The data:
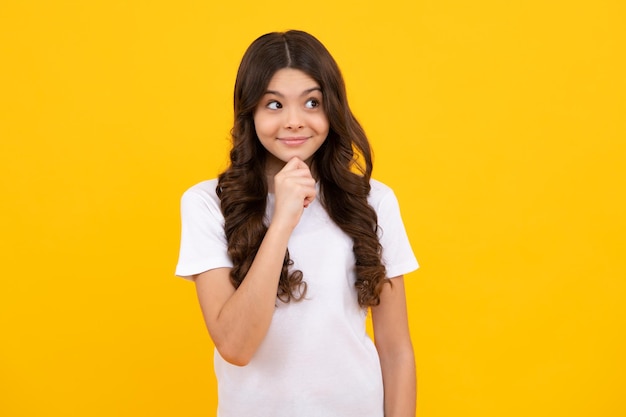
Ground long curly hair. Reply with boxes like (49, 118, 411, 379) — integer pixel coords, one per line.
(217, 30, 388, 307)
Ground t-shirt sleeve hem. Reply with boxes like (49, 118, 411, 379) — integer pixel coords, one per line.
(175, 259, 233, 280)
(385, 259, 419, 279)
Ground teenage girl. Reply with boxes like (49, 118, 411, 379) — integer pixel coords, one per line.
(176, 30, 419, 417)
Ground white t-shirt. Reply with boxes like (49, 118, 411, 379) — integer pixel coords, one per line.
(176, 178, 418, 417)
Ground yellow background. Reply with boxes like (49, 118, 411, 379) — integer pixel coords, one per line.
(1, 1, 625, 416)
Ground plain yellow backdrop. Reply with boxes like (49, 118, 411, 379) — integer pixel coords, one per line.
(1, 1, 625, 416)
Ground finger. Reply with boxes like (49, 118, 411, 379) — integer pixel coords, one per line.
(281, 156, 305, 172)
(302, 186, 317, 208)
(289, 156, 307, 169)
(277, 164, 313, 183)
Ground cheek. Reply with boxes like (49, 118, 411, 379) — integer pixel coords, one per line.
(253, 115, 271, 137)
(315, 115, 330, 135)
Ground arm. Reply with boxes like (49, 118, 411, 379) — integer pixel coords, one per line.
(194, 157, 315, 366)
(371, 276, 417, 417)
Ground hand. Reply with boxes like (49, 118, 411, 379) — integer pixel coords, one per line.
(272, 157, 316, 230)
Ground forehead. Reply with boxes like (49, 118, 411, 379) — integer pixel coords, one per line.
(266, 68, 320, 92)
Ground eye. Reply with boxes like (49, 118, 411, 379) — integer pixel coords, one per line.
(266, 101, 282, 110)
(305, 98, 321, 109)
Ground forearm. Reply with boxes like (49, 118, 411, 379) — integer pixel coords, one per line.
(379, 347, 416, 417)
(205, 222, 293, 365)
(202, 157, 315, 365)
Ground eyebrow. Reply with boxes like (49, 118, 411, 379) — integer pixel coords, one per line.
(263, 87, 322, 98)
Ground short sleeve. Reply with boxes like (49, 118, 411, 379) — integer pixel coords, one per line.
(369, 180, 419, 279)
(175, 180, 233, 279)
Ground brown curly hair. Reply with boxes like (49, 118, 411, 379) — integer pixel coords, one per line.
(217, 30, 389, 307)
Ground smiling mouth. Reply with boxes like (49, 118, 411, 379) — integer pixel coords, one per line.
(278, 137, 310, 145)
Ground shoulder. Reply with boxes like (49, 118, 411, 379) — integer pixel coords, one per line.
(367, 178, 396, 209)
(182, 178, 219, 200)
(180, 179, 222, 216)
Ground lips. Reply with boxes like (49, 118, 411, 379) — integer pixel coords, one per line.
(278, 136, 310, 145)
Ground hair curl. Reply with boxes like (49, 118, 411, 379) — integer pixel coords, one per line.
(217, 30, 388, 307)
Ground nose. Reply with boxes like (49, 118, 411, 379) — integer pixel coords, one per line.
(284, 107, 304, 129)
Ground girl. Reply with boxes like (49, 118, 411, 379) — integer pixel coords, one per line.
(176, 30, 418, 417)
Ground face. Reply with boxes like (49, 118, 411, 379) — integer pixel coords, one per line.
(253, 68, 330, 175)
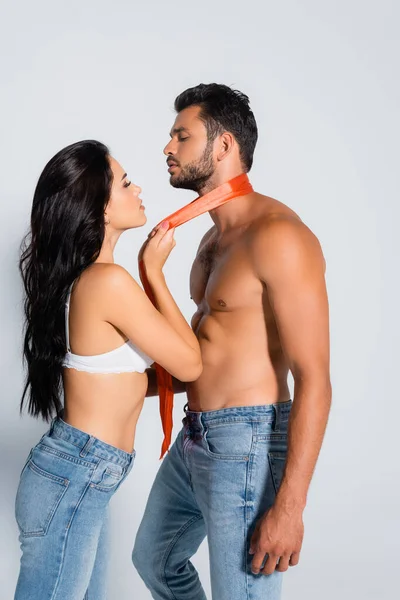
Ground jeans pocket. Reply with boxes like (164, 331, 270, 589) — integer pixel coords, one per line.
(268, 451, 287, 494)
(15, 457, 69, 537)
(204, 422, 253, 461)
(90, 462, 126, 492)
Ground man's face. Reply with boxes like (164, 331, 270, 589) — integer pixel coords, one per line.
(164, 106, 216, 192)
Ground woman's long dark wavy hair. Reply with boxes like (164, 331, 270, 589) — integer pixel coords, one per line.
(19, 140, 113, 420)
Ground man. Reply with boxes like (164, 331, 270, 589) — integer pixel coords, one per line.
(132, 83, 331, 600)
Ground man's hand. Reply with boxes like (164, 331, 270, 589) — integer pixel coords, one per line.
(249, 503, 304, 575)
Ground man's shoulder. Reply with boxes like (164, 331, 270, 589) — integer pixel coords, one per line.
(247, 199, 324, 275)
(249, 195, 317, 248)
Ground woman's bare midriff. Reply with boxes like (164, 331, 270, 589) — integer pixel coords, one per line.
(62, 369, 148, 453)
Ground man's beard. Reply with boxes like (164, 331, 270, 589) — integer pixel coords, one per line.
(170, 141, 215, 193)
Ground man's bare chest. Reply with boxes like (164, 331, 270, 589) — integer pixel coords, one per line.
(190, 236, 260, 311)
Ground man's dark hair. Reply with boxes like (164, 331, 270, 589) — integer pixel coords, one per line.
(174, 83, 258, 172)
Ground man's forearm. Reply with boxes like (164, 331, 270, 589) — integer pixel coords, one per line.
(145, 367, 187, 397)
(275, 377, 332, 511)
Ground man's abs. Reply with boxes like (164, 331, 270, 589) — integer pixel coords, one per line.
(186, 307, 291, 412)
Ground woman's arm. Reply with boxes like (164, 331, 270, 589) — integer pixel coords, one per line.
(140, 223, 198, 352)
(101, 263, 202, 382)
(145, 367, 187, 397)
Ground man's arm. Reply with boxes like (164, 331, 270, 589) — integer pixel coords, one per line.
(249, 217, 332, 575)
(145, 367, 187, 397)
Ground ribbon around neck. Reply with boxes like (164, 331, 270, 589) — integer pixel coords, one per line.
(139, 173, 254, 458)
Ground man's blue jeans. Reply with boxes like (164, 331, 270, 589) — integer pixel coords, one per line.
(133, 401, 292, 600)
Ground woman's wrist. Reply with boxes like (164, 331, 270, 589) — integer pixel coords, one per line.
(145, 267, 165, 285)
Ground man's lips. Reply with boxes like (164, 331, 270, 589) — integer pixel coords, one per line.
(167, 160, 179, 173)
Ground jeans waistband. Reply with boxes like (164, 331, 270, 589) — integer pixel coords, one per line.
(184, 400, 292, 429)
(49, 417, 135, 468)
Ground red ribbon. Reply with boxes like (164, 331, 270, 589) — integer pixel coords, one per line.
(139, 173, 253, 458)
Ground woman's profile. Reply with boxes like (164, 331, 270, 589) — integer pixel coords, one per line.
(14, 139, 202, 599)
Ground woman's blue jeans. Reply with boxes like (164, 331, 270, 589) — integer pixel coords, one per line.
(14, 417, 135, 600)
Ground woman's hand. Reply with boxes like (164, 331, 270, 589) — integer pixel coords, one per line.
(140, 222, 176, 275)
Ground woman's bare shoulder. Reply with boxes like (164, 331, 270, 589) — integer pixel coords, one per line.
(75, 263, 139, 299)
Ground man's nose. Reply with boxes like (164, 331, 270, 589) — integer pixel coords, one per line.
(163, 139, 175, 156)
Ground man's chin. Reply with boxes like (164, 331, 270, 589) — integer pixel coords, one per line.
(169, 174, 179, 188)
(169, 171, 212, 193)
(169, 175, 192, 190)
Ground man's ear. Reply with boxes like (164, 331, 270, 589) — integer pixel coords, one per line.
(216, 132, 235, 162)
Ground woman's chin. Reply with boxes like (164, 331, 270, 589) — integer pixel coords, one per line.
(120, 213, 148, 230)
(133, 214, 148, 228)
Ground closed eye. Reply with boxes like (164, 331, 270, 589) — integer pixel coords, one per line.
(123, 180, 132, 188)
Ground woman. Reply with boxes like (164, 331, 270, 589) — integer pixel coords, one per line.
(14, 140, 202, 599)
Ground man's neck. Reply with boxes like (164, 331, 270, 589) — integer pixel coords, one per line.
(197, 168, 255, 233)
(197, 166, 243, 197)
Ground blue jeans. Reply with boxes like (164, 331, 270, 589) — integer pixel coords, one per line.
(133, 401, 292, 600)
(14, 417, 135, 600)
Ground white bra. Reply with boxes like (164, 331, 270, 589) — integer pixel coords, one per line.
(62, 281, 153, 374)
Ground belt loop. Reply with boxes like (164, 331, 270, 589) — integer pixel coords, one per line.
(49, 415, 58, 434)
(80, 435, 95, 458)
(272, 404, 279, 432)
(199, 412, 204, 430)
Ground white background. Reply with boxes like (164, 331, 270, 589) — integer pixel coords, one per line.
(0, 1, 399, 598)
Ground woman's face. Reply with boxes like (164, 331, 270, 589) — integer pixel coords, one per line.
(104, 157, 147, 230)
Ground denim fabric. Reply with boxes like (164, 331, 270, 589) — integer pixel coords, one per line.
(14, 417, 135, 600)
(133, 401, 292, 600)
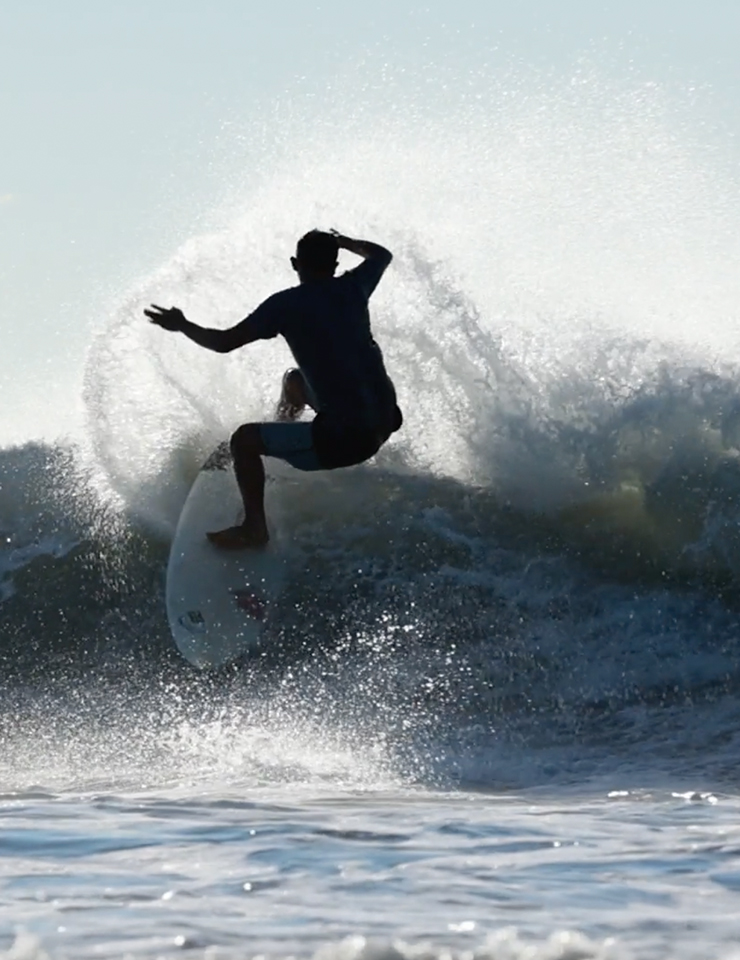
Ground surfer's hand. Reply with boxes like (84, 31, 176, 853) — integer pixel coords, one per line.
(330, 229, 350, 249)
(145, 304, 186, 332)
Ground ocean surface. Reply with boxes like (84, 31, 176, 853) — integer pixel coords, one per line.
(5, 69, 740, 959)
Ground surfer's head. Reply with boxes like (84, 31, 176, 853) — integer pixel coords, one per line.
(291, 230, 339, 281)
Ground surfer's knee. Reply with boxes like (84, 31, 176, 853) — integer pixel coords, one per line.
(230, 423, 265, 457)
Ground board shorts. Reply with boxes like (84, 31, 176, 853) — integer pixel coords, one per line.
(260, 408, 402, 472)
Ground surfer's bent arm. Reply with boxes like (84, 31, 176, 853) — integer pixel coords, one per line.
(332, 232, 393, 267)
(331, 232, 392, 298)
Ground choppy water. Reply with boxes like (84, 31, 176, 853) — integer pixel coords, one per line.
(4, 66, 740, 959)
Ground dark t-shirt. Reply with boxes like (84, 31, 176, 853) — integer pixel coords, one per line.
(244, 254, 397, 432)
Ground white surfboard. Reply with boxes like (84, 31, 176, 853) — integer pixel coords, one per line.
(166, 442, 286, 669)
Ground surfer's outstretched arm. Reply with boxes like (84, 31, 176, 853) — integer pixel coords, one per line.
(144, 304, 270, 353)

Assignment:
Once the line containing "Ground white background." is found in the records above, it and every line after it up to the last must be repeated exactly, without pictures.

Your solution:
Ground white background. Reply with boxes like (164, 331, 270, 589) — integer pixel coords, one per line.
(0, 1, 399, 598)
Ground woman's face. Reply with boxes like (164, 331, 270, 589) — integer pixel coords, one per line.
(104, 157, 147, 230)
Ground denim fabric. Reply with boxes like (164, 331, 270, 589) — integer pixel coords, one per line.
(14, 417, 135, 600)
(133, 401, 292, 600)
Ground surfer's hand. Reply with boxes like (84, 31, 176, 853) — integer pixel coords, one per line.
(330, 229, 350, 249)
(145, 304, 186, 332)
Ground ocean surface. Reply with boxes like (84, 31, 176, 853) — integer pixel coords, one per line.
(5, 69, 740, 959)
Ground surfer's head. Reply with boxes like (84, 31, 176, 853) — integer pixel coords, one per line.
(291, 230, 339, 281)
Ground surfer's knee. Reply with boxes like (84, 31, 176, 853) — integer pixel coords, one per line.
(230, 423, 265, 457)
Ground board shorts. Reply with boxes like (84, 31, 176, 853) — integer pixel coords, one per line.
(260, 408, 402, 472)
Ground surfer's bent arm. Reply with boxes like (84, 31, 176, 853) — integer pixel coords, one per line.
(332, 232, 393, 267)
(331, 232, 392, 298)
Ground choppy water. Reply with boxes like (84, 31, 176, 853) — integer pixel coords, one per line.
(4, 66, 740, 959)
Ground dark t-shirt. Reply with boxes like (84, 31, 176, 853) — integer pixel coords, one per line.
(244, 254, 397, 432)
Ground white surfboard. Reply with boxes like (84, 31, 176, 853) — integer pixel coords, one per line.
(166, 442, 286, 669)
Ground surfer's outstretched arm. Reply with boxes like (84, 31, 176, 853) — integer pixel coords, one per line.
(144, 304, 270, 353)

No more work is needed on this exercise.